WHAT IS REQUIRED: Pull out every line of the records that contains the string "limestone", and treat uppercase and lowercase letters as different.

— begin DATA TO PROCESS —

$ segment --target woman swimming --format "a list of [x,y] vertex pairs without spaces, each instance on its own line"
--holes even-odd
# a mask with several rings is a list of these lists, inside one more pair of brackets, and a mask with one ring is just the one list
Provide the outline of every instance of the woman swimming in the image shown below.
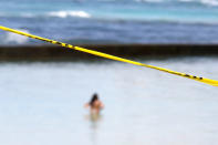
[[104,105],[95,93],[93,94],[91,101],[85,104],[85,107],[90,107],[91,114],[100,114],[100,111],[103,110]]

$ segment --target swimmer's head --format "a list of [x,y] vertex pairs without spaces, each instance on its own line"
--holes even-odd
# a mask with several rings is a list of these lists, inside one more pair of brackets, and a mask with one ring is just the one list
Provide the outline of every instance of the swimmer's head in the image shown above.
[[94,93],[93,96],[92,96],[92,99],[91,99],[91,101],[90,101],[90,105],[93,105],[93,103],[94,103],[95,101],[97,101],[97,100],[98,100],[98,96],[97,96],[96,93]]

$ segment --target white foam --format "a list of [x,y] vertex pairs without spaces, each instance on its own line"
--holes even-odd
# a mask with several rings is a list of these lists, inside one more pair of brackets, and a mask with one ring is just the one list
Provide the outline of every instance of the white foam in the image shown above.
[[66,17],[91,18],[91,14],[85,11],[55,11],[55,12],[50,12],[49,15],[60,17],[60,18],[66,18]]
[[[18,31],[22,31],[25,33],[29,33],[27,30],[23,29],[17,29]],[[25,44],[28,42],[28,38],[20,35],[20,34],[15,34],[15,33],[11,33],[11,32],[7,32],[7,35],[4,38],[4,42],[6,43],[15,43],[15,44]]]

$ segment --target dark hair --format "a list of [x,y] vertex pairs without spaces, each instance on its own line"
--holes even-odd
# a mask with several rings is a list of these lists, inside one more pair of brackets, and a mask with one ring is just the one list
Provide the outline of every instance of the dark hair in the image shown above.
[[90,101],[90,105],[93,106],[94,102],[98,100],[98,96],[96,93],[93,94],[91,101]]

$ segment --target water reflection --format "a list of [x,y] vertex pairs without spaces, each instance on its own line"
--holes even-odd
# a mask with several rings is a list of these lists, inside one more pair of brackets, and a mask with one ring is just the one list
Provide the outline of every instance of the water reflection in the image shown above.
[[86,115],[86,118],[90,123],[90,141],[93,145],[97,145],[98,130],[103,116],[98,113],[90,113],[89,115]]

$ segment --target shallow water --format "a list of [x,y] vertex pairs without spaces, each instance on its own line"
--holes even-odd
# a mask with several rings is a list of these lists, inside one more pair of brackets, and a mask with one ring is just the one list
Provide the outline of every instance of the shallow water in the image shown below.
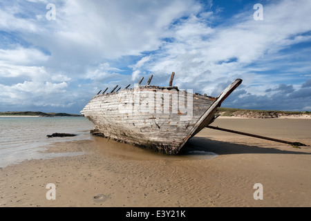
[[[0,117],[0,167],[26,160],[72,155],[75,153],[42,153],[44,147],[57,142],[91,139],[93,124],[84,117]],[[75,137],[48,138],[54,133],[74,133]]]

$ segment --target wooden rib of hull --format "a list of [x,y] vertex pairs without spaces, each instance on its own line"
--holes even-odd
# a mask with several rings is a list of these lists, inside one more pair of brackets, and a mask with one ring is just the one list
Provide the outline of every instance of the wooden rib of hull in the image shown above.
[[241,81],[236,79],[216,98],[183,93],[177,87],[138,86],[96,95],[81,113],[95,124],[93,134],[177,154],[214,121],[217,108]]

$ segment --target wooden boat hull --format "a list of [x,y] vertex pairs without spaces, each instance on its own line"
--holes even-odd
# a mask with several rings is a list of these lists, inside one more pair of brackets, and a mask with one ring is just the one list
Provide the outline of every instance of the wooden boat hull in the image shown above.
[[236,79],[218,97],[177,87],[137,86],[95,96],[81,111],[95,125],[92,133],[167,154],[211,124],[217,108],[241,83]]

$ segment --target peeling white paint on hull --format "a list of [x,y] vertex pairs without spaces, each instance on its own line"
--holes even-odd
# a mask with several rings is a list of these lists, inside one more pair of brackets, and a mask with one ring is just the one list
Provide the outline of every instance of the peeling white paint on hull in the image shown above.
[[211,124],[223,100],[242,82],[236,79],[218,97],[177,87],[136,86],[95,96],[81,111],[92,133],[167,154]]

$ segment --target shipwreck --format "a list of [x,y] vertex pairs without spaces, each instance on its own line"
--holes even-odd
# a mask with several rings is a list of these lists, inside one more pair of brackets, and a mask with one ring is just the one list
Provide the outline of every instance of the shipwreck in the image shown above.
[[173,86],[116,86],[100,91],[81,111],[95,125],[91,133],[166,154],[178,154],[187,142],[216,119],[222,102],[241,83],[237,79],[217,97]]

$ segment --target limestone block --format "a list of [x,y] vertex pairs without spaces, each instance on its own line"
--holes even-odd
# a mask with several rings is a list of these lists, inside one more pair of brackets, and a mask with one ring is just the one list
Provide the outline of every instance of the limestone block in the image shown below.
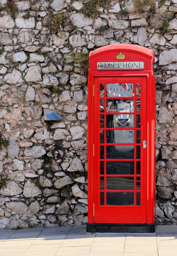
[[15,68],[13,69],[12,73],[6,74],[3,80],[11,84],[14,84],[23,82],[22,79],[22,74]]
[[66,185],[74,183],[71,178],[69,176],[65,176],[63,178],[57,179],[54,183],[54,186],[56,188],[62,188]]
[[72,140],[82,139],[85,133],[85,130],[81,126],[75,126],[70,128],[70,131]]
[[25,100],[27,101],[34,101],[35,98],[35,93],[34,89],[32,86],[28,86],[25,95]]
[[10,29],[14,27],[15,25],[15,22],[10,15],[4,15],[0,17],[0,27]]
[[22,202],[6,202],[5,206],[15,211],[22,212],[26,212],[28,209],[28,207]]
[[53,139],[54,140],[67,140],[67,136],[70,135],[70,133],[67,130],[64,129],[57,129],[53,135]]
[[34,182],[28,180],[23,189],[23,195],[26,197],[34,197],[42,194],[42,191]]
[[40,157],[46,153],[44,147],[42,146],[33,146],[31,149],[26,149],[24,153],[26,157]]
[[0,193],[3,196],[16,196],[21,194],[22,191],[21,187],[16,182],[8,181],[7,181],[6,187],[1,188]]
[[93,22],[92,19],[86,17],[81,13],[72,14],[71,16],[71,20],[74,26],[77,26],[79,28],[89,26]]
[[27,82],[41,81],[42,79],[40,67],[38,65],[30,67],[25,77],[25,79]]
[[71,188],[73,195],[76,197],[80,198],[87,198],[88,196],[86,193],[83,191],[79,187],[77,184],[75,184]]
[[29,19],[17,18],[15,22],[16,26],[20,29],[33,29],[35,26],[35,20],[33,17],[30,17]]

— end DATA TO PROCESS —

EXERCISE RESPONSE:
$ segment --target limestone block --format "a list of [x,y] vertex pairs without spaces, each instance on its own line"
Provide the outline of every instance of the limestone block in the image shown below.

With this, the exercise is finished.